---- SUPPLIED ENTRIES

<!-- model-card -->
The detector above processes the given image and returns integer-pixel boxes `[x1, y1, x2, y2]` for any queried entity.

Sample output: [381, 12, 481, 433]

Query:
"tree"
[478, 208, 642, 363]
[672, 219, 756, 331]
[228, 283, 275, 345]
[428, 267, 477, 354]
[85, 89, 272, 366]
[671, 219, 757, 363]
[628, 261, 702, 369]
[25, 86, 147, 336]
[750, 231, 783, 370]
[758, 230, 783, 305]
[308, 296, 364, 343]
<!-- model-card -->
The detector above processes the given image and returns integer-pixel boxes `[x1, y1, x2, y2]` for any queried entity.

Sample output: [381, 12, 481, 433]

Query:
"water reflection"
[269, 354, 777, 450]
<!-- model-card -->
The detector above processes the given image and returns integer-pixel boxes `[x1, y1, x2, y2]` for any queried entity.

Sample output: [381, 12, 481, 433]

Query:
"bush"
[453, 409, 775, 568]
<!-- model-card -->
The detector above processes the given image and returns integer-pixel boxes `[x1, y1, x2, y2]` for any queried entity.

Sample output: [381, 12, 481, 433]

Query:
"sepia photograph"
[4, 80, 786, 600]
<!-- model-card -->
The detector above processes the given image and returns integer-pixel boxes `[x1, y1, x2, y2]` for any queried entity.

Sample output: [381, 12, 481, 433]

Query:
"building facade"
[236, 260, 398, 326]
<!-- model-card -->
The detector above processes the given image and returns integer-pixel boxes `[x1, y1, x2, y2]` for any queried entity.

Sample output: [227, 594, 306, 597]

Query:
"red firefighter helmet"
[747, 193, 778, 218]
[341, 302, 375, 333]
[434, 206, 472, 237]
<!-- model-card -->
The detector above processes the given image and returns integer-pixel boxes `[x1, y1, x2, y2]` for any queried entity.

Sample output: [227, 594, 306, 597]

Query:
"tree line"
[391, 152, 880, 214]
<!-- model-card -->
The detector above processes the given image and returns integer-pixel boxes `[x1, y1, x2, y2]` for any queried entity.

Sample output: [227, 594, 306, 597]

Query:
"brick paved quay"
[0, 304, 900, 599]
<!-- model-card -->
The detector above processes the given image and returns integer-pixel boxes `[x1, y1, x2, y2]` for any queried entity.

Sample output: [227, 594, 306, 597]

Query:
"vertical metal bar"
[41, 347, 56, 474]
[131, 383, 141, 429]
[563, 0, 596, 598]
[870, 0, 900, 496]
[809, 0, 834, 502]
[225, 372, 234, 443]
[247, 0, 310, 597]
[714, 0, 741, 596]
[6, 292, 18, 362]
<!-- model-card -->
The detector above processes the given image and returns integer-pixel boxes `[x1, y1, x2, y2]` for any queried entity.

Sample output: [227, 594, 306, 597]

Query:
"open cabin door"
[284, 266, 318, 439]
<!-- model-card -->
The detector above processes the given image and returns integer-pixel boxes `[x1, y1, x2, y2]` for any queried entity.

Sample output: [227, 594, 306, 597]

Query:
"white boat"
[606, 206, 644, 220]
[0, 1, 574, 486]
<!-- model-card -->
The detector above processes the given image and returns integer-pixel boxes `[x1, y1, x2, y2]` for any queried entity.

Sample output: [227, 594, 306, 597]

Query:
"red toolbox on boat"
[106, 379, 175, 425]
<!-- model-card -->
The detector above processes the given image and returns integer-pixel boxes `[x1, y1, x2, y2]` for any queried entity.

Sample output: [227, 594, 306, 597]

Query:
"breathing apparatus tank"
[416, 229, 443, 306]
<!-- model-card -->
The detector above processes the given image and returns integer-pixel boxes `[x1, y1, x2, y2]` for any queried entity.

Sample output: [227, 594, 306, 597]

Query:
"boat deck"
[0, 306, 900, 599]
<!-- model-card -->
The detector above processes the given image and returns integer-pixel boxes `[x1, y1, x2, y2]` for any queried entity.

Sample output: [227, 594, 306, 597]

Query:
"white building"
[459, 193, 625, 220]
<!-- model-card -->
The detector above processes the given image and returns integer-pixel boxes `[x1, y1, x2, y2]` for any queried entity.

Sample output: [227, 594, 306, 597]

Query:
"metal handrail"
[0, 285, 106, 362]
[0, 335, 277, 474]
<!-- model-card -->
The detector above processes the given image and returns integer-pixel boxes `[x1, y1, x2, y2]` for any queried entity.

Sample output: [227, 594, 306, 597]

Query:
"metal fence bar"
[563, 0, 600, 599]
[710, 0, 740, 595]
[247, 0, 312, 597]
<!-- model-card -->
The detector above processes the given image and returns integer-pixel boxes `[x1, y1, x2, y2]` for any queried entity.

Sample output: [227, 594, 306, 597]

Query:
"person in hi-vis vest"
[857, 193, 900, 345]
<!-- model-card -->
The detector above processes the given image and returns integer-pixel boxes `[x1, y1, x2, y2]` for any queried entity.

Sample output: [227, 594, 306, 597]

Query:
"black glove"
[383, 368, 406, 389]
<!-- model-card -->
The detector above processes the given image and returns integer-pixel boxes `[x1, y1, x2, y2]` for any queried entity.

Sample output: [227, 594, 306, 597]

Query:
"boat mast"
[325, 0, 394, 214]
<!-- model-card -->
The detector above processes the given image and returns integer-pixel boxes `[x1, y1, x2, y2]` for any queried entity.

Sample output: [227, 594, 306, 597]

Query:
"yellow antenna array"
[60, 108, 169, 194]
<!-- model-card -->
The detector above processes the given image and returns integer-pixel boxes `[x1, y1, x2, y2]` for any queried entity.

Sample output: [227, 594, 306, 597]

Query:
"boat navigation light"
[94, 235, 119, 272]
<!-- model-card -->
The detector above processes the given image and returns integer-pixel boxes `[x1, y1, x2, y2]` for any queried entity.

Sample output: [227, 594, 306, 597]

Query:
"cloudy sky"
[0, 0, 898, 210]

--------

### THE PROBLEM
Pull out each line in the rows above that contains the word "metal".

### OUTPUT BELOW
"vertical metal bar"
"metal handrail"
"metal fence bar"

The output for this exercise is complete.